▶ [What the task asks]
Retype every line of the data below without changing anything.

[Dataset records]
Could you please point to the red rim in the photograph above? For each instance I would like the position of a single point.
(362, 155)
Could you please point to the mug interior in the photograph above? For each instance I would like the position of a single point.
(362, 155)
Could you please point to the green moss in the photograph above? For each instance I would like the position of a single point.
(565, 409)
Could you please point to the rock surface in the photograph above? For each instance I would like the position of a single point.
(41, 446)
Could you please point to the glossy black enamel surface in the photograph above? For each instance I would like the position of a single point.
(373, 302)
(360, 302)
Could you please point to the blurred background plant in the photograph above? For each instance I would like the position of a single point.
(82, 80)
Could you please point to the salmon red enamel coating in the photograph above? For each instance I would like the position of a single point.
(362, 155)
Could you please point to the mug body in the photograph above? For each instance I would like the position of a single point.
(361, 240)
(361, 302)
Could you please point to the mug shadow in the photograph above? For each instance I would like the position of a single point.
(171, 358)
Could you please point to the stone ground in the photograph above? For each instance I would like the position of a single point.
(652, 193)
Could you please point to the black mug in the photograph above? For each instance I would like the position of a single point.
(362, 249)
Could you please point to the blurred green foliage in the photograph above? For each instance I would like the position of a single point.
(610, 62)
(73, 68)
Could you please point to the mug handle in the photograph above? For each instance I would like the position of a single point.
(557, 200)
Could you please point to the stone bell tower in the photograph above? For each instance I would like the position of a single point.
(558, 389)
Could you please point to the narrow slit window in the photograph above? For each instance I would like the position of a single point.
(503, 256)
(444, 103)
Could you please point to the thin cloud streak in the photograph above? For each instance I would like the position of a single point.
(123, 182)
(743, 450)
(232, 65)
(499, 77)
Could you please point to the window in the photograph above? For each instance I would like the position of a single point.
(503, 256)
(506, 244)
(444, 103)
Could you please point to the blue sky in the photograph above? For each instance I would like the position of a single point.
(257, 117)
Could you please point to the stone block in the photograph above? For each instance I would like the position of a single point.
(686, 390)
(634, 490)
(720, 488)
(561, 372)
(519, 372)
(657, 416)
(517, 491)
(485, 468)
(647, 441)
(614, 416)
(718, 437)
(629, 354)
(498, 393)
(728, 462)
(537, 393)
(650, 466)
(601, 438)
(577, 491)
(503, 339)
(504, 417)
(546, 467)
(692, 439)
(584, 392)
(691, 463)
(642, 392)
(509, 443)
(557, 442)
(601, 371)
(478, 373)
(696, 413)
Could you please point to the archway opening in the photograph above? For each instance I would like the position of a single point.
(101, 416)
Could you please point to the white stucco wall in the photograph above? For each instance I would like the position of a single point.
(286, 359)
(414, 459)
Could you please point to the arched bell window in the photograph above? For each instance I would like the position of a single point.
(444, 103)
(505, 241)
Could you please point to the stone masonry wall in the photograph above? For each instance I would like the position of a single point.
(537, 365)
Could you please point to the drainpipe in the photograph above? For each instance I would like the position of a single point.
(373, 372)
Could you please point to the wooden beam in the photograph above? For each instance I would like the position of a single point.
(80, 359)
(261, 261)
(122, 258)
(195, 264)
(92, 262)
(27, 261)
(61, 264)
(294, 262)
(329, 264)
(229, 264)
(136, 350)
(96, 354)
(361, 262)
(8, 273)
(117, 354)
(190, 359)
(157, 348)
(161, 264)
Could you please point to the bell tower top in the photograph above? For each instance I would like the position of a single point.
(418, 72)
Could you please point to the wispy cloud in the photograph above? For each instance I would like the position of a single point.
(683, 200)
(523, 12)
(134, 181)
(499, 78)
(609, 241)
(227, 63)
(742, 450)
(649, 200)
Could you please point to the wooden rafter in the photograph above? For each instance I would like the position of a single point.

▶ [Solution to this exercise]
Could you please point to the red rim in the photograph above? For each instance I would like the position of a single point.
(362, 155)
Could you please point to the mug interior in the photograph above? For each instance I would like the position of a single point.
(362, 155)
Could you please point to the green moss in the photograph above? For each instance I would like the position of a single point.
(565, 409)
Could you please point to the rock surface in the photograph above? For each instance I would like the position of a single point.
(41, 446)
Could you please point to the glossy black enamel surface in the photograph above? For each instance I would like the position of a single point.
(373, 302)
(360, 302)
Could you please point to the blurred background plant in the photograph above? For each instance I would like the position of a single point.
(82, 80)
Could you please point to the salmon red enamel coating in the photograph above? For each instance I would like the position of a single point.
(362, 155)
Could you please point to the mug body in the photograph above? For each instance I would like the position of a single point.
(361, 240)
(361, 302)
Could you please point to the mug shadow in the photograph above? For each instance I would like the position of a single point.
(171, 358)
Could you please point to the stone ground in the photograph above? For each instance I would like the position of a single point.
(652, 193)
Could you please point to the black mug in the photograph above? For each instance I would like the position of a single point.
(362, 249)
Could you please point to the blurred green foliage in the photograph above? For each instance I would like the position of a single point.
(610, 62)
(73, 68)
Could you please point to the mug handle in the photograph above? For each instance I would like the position of a single point.
(557, 200)
Could you please point to the stone bell tower in the photograph above? For each instance I would like the position of a single point.
(558, 389)
Could you please point to the narrow slit window in the photograph above? For each instance I would like the position of a single point.
(503, 256)
(444, 103)
Could you please point to the thin cloud streak in the photograph above? For each instance I would like the position of a single point.
(123, 182)
(743, 450)
(232, 65)
(499, 77)
Could you please point to the window in the photograph above? For each instance I would like the position of a single point.
(503, 256)
(506, 244)
(444, 103)
Could you please point to the blue sky in the photograph above? For each instance I would like the position of a single point.
(257, 117)
Could you please point to the stone block in the photograph above? For each instance I would like the position of a single point.
(686, 390)
(634, 490)
(720, 488)
(561, 372)
(519, 372)
(657, 416)
(517, 491)
(485, 468)
(647, 441)
(614, 416)
(718, 437)
(629, 354)
(498, 393)
(728, 462)
(537, 393)
(650, 466)
(601, 438)
(577, 491)
(503, 339)
(504, 417)
(546, 467)
(692, 439)
(584, 392)
(691, 463)
(642, 392)
(509, 443)
(557, 442)
(601, 371)
(478, 373)
(696, 413)
Could you please point to the archway opening in the photograph above? For each instance I would like the position of a single point.
(101, 416)
Could you please point to the white stucco wall in the photograph above? For each instance I would like the position of a single point.
(286, 359)
(414, 459)
Could you please point to the arched bell window in the photograph above? For each instance I would like the position of a single point.
(444, 103)
(505, 241)
Could you please point to the stone masonry wall in the photograph above? For each instance I would like the position of a single point.
(537, 365)
Could you please point to the drainpipe in the photograph above? For each instance I would like the position of a single point.
(373, 372)
Could you please point to the wooden beam in the photograph above? For each instance I would like the position of a single point.
(80, 359)
(261, 261)
(122, 258)
(195, 264)
(92, 262)
(27, 261)
(61, 264)
(294, 262)
(329, 264)
(229, 264)
(136, 350)
(96, 354)
(361, 262)
(8, 273)
(117, 354)
(190, 359)
(157, 348)
(161, 264)
Could you please point to the bell tower top in the photograph above? For each instance I would like the position of a single point.
(418, 72)
Could you please point to the wispy cloud in the photograph above? For each instance I would like the position of a single point.
(683, 200)
(523, 12)
(134, 181)
(499, 78)
(609, 241)
(227, 63)
(742, 450)
(649, 200)
Could you please point to the wooden rafter in the photograph above? For each instance I would like the position of a single point.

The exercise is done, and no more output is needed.